Problem set.
1. According to the article about the Merit Systems Protection Board, how many cases are pending before the board's central panel?
2. Copy the part of the article about the Merit Systems Protection Board between "In addition to" and "the agency said.", inclusive, and substitute "hearing officers" for "administrative judges".

MSPB hasn't had a quorum in more than four years, but Republicans may push for further delay until a member of their party is nominated.

President Biden on Wednesday nominated an Interior Department career official to sit on the panel tasked with enforcing civil service protections, creating an opening for the agency to finally resume normal operations after years of dysfunction. 

Biden tapped Ray Limon, currently the deputy assistant secretary for human capital and diversity at Interior, to serve as vice chair of the Merit Systems Protection Board. Limon’s nomination follows the president’s selection of Cathy Harris, an attorney with experience in federal employment law, to chair the board. The confirmation of both Limon and Harris would restore a quorum at MSPB for the first time since January 2017. The board has not had any Senate-confirmed members on its three-person central board since February 2019. 

MSPB has long bemoaned its lack of a quorum, noting it has far-ranging negative impacts on its mission. The board is facing an unprecedented backlog of more than 3,000 cases pending before its central panel. 

“While MSPB employees have been remarkably focused in continuing the agency’s work despite the challenges, there is no question we look forward to the arrival of new board members,” Tristan Leavitt, the agency’s executive director, wrote in January in MSPB’s annual report. “In order to fully perform its mission and successfully face new challenges that lie ahead, MSPB needs a board quorum.”

In addition to the appeals stuck in a holding pattern, MSPB cannot issue its normal reports on the civil service or clarify new laws or Office of Personnel Management regulations for its administrative judges. MSPB noted it has yet to rule on the impact of applicant assessments and human capital review changes, for example. Recent court rulings and statutory changes affecting civil service policy “are likely to affect MSPB’s appeals workload, the need to change MSPB procedures, and to require additional MSPB resources,” the agency said.

Limon is a member of the Senior Executive Service and previously served at the State Department in civil service human resources management and as the chief human capital officer at AmeriCorps. He has chaired the Small Agency Human Resources Council and worked at OPM as the Office of Administrative Law Judges director. 

An aide to the Senate Homeland Security and Governmental Affairs Committee, which will have to sign off on Biden’s nominees, pledged swift action. 

“Our goal is to set a hearing as quickly as possible so MSPB can have a fully functioning board again,” the aide said.

Photo-based referring expression data
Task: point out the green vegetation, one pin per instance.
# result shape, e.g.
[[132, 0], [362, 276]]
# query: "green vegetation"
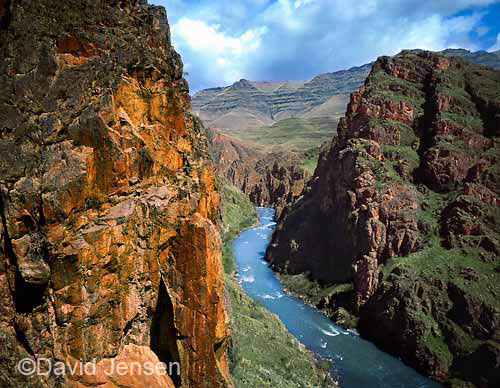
[[311, 160], [238, 213], [294, 134], [263, 353], [310, 290]]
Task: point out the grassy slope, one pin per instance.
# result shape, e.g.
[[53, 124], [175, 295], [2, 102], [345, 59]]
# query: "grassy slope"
[[263, 354]]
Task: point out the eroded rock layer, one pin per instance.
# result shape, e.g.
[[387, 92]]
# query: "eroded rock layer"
[[107, 200], [272, 179], [404, 205]]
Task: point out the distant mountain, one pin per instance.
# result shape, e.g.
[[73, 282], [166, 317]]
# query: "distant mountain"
[[247, 104]]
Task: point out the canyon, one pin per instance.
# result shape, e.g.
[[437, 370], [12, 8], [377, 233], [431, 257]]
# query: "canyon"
[[108, 200], [266, 136]]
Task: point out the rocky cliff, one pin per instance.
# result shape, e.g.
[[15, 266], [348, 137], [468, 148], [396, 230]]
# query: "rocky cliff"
[[267, 102], [107, 200], [404, 206], [273, 179]]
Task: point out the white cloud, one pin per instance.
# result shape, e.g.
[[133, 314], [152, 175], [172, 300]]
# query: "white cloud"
[[223, 41], [495, 47]]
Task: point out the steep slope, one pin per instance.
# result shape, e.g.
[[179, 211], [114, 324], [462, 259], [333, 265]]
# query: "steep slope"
[[261, 350], [404, 206], [275, 100], [107, 200], [481, 57]]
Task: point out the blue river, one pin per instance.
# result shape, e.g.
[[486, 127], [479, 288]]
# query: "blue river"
[[356, 362]]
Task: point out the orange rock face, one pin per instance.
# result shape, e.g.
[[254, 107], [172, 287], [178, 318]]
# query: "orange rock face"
[[109, 250]]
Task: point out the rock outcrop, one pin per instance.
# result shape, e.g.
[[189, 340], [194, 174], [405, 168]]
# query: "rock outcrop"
[[107, 200], [274, 179], [268, 102], [404, 205]]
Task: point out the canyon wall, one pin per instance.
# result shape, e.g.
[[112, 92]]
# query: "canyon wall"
[[274, 179], [108, 203], [404, 206]]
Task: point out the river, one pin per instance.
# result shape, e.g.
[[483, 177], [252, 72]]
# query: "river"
[[356, 362]]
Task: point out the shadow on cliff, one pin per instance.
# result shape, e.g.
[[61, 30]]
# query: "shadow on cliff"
[[164, 334]]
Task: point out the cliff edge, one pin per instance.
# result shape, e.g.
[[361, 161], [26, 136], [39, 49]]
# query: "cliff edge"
[[108, 203]]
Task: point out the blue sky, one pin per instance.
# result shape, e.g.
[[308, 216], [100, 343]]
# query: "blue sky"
[[224, 41]]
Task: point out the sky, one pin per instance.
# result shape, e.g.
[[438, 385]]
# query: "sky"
[[267, 40]]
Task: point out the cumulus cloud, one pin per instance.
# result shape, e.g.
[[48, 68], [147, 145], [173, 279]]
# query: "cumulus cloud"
[[226, 40]]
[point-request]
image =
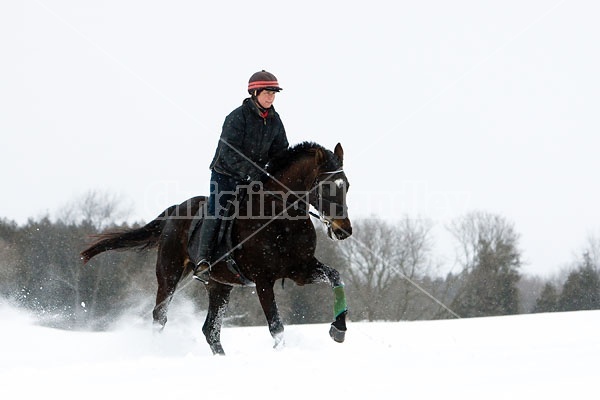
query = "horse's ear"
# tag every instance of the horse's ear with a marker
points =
(339, 152)
(320, 157)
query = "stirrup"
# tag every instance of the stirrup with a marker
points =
(202, 271)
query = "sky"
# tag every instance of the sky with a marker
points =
(442, 107)
(549, 356)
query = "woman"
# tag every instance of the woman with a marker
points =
(252, 134)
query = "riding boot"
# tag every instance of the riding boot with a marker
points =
(207, 235)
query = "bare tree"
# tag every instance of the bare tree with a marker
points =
(384, 261)
(489, 254)
(98, 209)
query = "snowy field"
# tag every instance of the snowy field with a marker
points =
(522, 357)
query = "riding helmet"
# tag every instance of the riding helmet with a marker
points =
(262, 80)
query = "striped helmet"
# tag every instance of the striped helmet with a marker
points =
(263, 80)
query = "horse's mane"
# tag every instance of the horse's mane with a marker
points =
(299, 151)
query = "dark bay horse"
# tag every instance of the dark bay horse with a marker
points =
(273, 238)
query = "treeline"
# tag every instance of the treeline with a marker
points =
(389, 269)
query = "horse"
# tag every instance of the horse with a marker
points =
(272, 238)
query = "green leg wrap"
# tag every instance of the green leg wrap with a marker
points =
(339, 306)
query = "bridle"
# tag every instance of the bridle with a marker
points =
(320, 200)
(316, 194)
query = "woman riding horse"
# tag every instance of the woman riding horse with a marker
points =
(252, 134)
(279, 245)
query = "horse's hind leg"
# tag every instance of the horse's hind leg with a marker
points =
(266, 296)
(168, 274)
(218, 299)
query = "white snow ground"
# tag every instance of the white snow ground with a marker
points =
(520, 357)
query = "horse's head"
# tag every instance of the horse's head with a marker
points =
(328, 192)
(316, 174)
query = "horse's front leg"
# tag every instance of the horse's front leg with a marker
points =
(218, 299)
(340, 308)
(266, 296)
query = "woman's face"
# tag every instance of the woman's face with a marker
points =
(266, 98)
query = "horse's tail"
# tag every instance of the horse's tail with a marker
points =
(142, 238)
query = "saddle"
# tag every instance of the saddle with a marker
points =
(222, 249)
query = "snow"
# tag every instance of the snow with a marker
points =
(517, 357)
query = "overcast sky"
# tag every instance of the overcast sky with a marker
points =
(443, 107)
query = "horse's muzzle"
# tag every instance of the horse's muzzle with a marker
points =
(340, 229)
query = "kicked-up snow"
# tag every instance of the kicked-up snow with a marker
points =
(547, 356)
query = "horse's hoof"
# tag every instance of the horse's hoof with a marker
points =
(336, 334)
(279, 342)
(217, 349)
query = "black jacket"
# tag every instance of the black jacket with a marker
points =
(247, 139)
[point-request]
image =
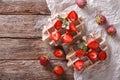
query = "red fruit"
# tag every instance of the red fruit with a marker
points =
(58, 70)
(55, 36)
(58, 24)
(72, 27)
(67, 38)
(100, 19)
(111, 30)
(93, 45)
(44, 60)
(58, 53)
(72, 16)
(92, 55)
(81, 3)
(78, 65)
(79, 53)
(102, 55)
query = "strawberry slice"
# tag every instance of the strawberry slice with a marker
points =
(93, 45)
(72, 27)
(58, 53)
(67, 38)
(92, 55)
(58, 70)
(102, 55)
(55, 36)
(72, 16)
(78, 65)
(58, 24)
(79, 53)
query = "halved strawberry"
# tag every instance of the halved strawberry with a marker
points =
(55, 36)
(102, 55)
(78, 65)
(58, 53)
(72, 27)
(67, 38)
(58, 24)
(58, 70)
(79, 53)
(92, 55)
(72, 16)
(93, 45)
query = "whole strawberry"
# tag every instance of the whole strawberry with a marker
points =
(78, 65)
(81, 3)
(111, 30)
(58, 70)
(44, 60)
(100, 19)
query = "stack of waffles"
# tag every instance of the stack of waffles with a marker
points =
(88, 63)
(79, 24)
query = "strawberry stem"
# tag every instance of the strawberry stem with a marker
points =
(83, 47)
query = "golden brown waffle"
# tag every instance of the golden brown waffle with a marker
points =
(87, 62)
(79, 26)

Responses to the tasks.
1. More than 3,000

2.
In addition to the appeals stuck in a holding pattern, MSPB cannot issue its normal reports on the civil service or clarify new laws or Office of Personnel Management regulations for its hearing officers. MSPB noted it has yet to rule on the impact of applicant assessments and human capital review changes, for example. Recent court rulings and statutory changes affecting civil service policy “are likely to affect MSPB’s appeals workload, the need to change MSPB procedures, and to require additional MSPB resources,” the agency said.